TEXTO DE ESTUDO =
================
Os primeiros super-heróis nasceram para dar esperança às pessoas. A grande depressão americana e a segunda guerra mundial foram o palco para surgirem personagens como o Superman, Capitão América e o Batman. O clima de incertezas precisa ser aliviado com a ideia de que uma força maior poderia nos salvar. Enquanto milhões de soldados e civis, principalmente judeus, morriam tragicamente, uma versão colorida dos conflitos precisava ser dada às pessoas do outro lado do Atlântico.

Stan Lee conhecia todos esses problemas e simpatizava com a dor das pessoas, tanto que se alistou e foi para o front. Durante a segunda guerra, foi designado como roteirista e produtor de informativos para as tropas. Inclusive criando materiais de prevenção contra doenças venéreas. De volta à América, debruçou-se sobre a máquina de escrever e começou o parto dos filhos que marcariam a história do seu país e do resto do mundo.

Ele entendia a necessidade de provar que heróis estão em todos os lugares e que é preciso mais coragem do que super poderes. Na verdade, segundo ele mesmo, quando percebemos o quanto podemos fazer pelo mundo, também descobrimos o nível de responsabilidade que isso traz. Seus heróis ou ganhavam seus poderes ou nasciam com eles, mas todos sofriam da mesma forma e pelo mesmo motivo. O “poder” trazia consigo obrigações e, como não se pode negar, dilemas. E qual ser humano, por mais demasiado humano que seja, não tem as suas dores de estimação?
================
CONTEÚDO DOS DADOS =
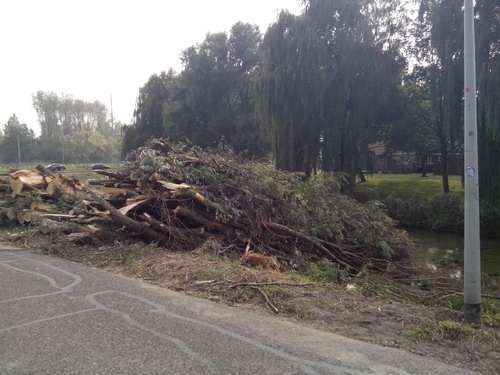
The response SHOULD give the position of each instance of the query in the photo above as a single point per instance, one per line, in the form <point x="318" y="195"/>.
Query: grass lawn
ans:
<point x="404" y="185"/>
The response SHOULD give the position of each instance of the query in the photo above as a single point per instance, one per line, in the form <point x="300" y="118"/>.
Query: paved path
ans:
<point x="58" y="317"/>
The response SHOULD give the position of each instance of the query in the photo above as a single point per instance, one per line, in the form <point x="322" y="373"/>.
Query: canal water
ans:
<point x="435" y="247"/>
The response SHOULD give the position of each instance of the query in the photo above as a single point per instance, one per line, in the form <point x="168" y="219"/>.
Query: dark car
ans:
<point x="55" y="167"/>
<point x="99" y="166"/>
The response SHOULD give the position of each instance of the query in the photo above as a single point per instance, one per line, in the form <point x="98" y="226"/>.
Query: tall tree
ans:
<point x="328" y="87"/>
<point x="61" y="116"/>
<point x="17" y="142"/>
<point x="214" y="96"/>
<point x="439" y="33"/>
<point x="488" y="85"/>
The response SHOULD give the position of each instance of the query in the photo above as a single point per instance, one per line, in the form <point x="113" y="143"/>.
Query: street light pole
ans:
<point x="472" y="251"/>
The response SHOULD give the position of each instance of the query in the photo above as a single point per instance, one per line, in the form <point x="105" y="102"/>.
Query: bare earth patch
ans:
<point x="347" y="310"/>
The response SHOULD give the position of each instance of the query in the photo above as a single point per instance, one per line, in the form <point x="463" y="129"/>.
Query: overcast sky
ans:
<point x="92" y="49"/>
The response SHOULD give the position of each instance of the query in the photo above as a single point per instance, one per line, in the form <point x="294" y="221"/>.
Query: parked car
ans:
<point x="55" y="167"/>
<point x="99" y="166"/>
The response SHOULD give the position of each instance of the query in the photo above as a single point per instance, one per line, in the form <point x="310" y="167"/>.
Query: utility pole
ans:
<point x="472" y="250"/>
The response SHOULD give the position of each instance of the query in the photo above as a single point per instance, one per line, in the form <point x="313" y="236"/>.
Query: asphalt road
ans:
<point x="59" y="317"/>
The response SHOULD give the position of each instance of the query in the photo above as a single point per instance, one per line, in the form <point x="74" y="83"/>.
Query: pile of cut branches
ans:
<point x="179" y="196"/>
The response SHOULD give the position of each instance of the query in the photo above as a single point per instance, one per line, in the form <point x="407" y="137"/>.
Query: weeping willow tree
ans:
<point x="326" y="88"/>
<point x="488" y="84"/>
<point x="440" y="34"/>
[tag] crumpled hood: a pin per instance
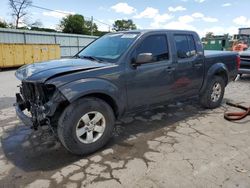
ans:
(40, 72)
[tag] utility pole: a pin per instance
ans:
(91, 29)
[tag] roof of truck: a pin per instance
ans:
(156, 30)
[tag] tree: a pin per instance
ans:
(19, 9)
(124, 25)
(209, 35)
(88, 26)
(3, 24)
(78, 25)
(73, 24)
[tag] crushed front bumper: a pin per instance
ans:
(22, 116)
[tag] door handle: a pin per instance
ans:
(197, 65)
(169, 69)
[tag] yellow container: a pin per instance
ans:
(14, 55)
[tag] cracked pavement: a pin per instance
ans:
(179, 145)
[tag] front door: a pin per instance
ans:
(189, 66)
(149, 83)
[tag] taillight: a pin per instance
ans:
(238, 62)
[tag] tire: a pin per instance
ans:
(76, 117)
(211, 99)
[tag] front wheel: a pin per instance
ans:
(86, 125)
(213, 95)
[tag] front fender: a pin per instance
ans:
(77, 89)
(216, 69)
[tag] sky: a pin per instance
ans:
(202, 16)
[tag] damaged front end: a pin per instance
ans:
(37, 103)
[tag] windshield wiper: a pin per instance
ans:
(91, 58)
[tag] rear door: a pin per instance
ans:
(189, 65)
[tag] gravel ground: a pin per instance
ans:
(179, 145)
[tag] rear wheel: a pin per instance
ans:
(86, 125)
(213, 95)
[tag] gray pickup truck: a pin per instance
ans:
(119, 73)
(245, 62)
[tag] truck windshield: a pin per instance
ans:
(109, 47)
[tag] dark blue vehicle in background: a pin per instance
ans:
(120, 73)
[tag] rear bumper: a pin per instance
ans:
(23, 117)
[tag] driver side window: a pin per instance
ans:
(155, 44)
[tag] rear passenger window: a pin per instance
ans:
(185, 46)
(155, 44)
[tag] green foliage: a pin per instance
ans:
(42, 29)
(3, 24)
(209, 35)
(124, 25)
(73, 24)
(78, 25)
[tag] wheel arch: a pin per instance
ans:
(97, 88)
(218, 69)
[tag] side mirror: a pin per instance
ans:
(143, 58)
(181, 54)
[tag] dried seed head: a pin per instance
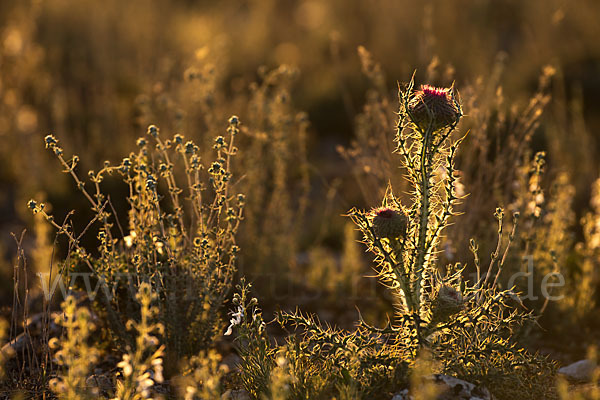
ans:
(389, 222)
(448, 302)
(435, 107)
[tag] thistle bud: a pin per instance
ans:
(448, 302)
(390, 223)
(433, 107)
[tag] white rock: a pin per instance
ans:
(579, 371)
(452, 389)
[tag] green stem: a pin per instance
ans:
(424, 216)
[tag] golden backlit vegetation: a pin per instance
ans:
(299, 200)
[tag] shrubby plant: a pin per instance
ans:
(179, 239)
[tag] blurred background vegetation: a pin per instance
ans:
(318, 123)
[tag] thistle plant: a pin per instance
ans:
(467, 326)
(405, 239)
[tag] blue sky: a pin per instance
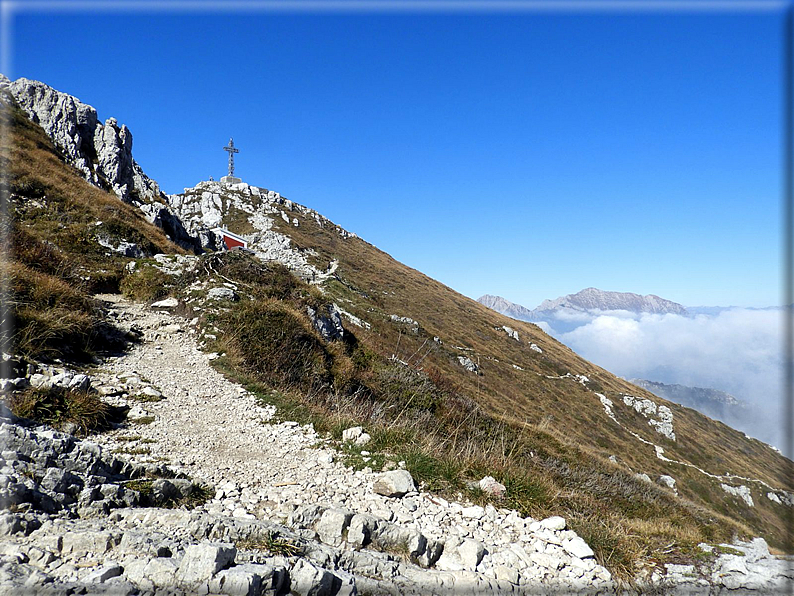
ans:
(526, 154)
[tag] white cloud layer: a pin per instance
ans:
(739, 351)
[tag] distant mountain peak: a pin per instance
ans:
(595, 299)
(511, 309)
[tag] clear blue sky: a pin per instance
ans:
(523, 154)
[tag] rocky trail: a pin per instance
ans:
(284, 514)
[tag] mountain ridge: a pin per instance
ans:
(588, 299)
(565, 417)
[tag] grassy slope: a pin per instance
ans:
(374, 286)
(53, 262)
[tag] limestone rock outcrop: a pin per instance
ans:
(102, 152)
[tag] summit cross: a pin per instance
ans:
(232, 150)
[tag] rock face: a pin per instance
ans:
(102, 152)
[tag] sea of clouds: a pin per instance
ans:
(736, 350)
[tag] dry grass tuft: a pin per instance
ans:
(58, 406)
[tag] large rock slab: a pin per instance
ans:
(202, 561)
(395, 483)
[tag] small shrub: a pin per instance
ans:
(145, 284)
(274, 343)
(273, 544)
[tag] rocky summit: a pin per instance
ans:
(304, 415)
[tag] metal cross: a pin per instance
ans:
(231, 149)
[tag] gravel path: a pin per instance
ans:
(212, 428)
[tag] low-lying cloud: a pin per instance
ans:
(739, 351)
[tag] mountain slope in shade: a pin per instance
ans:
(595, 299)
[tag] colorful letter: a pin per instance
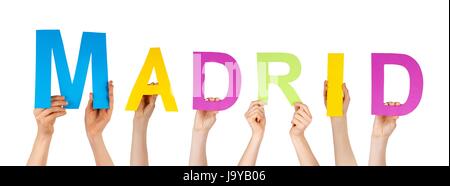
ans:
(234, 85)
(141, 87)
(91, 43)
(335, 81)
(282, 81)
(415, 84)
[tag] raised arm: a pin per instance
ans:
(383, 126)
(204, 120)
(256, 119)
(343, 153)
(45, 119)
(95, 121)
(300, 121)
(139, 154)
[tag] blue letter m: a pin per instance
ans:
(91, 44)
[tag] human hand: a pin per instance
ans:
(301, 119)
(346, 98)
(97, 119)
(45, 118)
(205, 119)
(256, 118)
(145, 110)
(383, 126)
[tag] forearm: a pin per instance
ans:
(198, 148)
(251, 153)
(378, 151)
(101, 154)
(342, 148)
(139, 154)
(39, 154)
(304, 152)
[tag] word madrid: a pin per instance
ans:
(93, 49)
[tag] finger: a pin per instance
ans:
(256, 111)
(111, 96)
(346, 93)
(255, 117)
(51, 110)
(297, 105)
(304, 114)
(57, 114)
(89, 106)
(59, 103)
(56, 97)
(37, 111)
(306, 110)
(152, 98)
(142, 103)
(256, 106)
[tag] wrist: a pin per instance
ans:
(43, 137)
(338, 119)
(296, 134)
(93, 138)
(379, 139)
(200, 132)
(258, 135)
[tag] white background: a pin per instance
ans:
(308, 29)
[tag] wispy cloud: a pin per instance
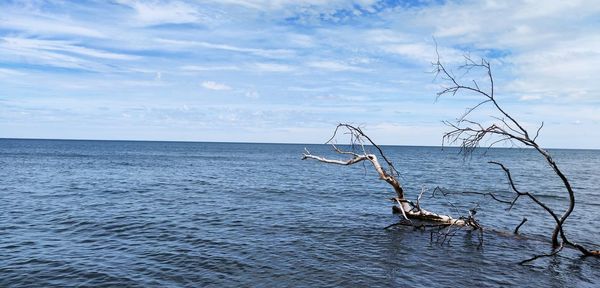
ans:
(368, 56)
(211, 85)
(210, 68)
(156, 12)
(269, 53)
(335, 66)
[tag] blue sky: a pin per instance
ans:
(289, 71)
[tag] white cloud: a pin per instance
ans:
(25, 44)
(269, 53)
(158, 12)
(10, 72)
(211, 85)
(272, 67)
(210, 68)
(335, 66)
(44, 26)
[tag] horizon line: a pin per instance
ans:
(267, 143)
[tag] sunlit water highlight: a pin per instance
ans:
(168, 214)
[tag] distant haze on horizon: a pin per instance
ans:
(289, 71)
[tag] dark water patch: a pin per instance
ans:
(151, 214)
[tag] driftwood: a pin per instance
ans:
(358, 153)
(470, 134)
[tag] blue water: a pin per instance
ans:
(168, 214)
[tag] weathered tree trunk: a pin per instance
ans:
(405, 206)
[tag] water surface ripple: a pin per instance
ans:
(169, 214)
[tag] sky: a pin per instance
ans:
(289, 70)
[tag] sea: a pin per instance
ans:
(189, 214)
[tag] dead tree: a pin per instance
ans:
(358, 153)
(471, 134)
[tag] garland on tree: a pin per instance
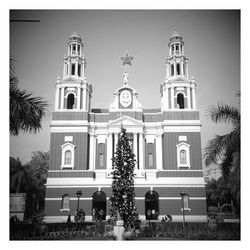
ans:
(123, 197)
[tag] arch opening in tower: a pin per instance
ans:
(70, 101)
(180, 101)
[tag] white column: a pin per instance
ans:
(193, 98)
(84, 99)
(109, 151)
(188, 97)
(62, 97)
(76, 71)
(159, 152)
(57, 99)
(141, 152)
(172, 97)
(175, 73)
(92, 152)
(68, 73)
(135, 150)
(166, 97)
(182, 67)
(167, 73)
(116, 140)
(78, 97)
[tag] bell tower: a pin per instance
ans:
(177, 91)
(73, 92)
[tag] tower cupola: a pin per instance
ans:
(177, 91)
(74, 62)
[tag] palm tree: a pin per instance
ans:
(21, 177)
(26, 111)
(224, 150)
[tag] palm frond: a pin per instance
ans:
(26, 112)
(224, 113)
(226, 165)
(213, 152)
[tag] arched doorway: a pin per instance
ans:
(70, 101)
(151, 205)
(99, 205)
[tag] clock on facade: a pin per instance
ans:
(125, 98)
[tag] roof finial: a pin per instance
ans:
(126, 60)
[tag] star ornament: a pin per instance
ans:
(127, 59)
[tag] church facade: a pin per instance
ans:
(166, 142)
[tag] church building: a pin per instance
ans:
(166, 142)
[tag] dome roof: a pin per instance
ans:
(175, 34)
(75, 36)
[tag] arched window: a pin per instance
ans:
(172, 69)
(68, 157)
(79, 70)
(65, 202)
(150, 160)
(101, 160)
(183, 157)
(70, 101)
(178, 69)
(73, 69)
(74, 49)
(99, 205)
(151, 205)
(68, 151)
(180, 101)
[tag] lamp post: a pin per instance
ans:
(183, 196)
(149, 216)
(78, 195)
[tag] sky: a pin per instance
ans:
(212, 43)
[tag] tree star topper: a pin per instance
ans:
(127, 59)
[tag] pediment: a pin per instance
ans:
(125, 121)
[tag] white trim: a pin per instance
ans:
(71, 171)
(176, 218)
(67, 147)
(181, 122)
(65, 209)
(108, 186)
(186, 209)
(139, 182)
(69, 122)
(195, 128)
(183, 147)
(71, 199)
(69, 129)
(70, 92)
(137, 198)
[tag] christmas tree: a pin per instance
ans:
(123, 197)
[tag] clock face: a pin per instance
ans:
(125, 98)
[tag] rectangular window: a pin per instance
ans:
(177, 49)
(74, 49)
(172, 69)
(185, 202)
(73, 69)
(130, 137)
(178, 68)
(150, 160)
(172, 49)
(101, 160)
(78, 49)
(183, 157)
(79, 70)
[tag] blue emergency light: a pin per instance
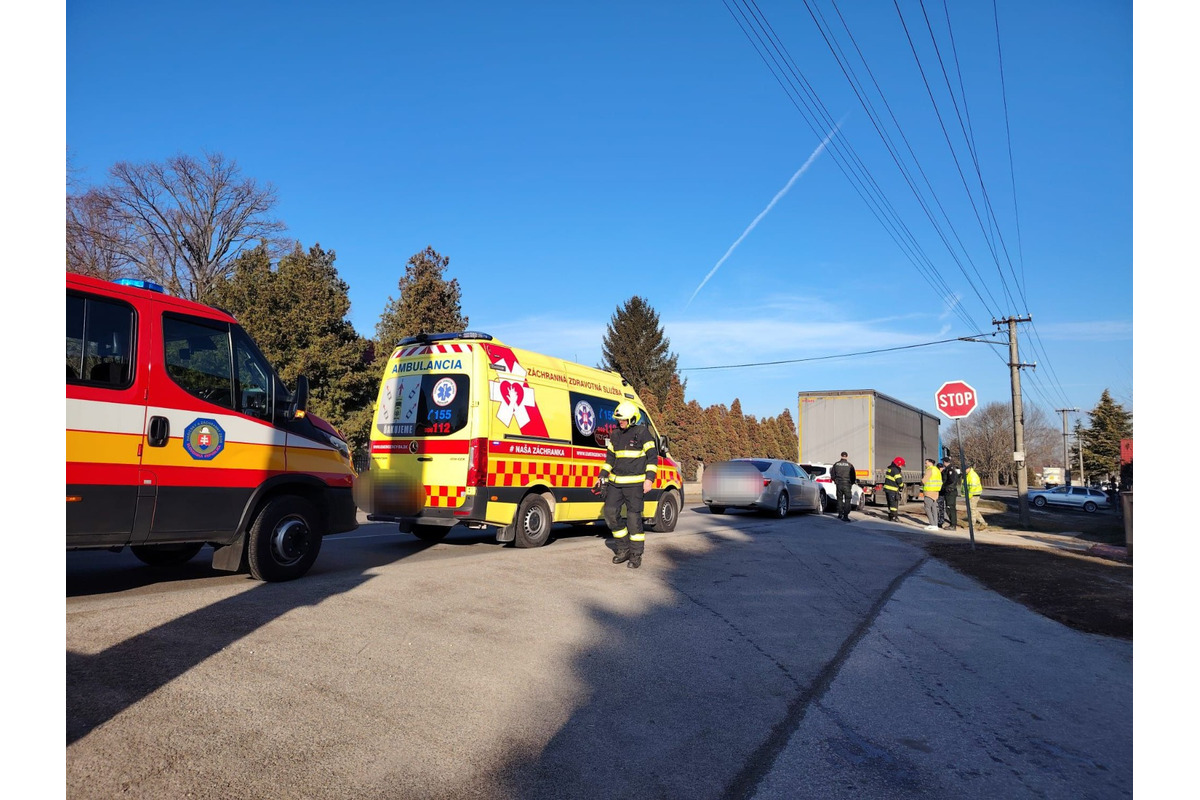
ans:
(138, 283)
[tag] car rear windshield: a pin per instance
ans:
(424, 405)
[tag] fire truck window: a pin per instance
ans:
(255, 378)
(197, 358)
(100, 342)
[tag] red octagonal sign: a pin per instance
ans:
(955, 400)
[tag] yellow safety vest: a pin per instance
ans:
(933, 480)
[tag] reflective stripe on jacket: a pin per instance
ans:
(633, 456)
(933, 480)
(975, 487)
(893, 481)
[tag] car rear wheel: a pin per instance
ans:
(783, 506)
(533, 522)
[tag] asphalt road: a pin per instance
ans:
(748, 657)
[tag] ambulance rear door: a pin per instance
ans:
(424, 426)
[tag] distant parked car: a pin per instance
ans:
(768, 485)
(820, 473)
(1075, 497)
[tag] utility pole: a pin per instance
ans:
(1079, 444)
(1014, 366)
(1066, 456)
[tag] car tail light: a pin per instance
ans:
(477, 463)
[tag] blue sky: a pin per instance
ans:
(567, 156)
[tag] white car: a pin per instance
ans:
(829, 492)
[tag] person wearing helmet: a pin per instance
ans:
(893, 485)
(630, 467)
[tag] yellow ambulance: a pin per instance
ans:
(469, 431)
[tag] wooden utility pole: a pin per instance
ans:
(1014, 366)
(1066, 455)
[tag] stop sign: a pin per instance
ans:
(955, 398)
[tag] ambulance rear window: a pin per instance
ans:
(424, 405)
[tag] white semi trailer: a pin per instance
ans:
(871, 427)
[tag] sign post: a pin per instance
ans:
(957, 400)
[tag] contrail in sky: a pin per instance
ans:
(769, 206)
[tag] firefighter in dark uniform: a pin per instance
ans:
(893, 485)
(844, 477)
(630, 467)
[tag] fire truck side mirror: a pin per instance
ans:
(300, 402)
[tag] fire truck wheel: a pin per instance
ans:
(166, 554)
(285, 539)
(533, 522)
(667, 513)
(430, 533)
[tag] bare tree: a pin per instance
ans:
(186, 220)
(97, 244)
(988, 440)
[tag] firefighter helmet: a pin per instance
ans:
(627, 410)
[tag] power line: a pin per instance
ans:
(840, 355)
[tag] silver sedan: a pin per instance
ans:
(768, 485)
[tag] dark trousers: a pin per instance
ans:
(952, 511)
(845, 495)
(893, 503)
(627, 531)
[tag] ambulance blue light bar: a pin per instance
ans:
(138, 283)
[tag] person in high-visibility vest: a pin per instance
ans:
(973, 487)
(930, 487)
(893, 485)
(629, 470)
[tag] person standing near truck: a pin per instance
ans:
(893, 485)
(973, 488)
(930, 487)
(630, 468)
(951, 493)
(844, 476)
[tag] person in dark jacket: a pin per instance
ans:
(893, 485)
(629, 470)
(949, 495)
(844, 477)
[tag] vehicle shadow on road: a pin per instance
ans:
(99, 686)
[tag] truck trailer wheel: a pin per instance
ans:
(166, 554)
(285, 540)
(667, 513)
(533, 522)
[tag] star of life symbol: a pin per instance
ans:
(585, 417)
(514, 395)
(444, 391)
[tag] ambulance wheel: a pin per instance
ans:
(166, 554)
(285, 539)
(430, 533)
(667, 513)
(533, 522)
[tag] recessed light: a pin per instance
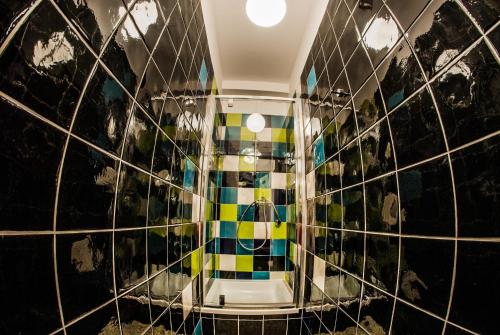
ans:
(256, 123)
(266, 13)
================
SOBRE A TAREFA = De acordo com o texto de estudo, para que função Stan Lee foi designado durante a segunda guerra? Os dados constituem material à parte, independente do texto de estudo.

RESPOSTA = Foi designado como roteirista e produtor de informativos para as tropas.